- [Work to do] All material below is to be reproduced exactly.

── Stored records

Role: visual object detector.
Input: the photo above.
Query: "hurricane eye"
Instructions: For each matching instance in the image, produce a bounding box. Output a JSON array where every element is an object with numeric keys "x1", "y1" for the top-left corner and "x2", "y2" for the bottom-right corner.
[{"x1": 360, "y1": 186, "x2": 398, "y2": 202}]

────

- [Answer]
Role: visual object detector.
Input: the photo above.
Query: "hurricane eye"
Instructions: For each matching instance in the image, produce a bounding box. Output a JSON array where every element is an object with numeric keys "x1", "y1" for the top-left corner and "x2", "y2" for the bottom-right corner.
[{"x1": 360, "y1": 186, "x2": 398, "y2": 202}]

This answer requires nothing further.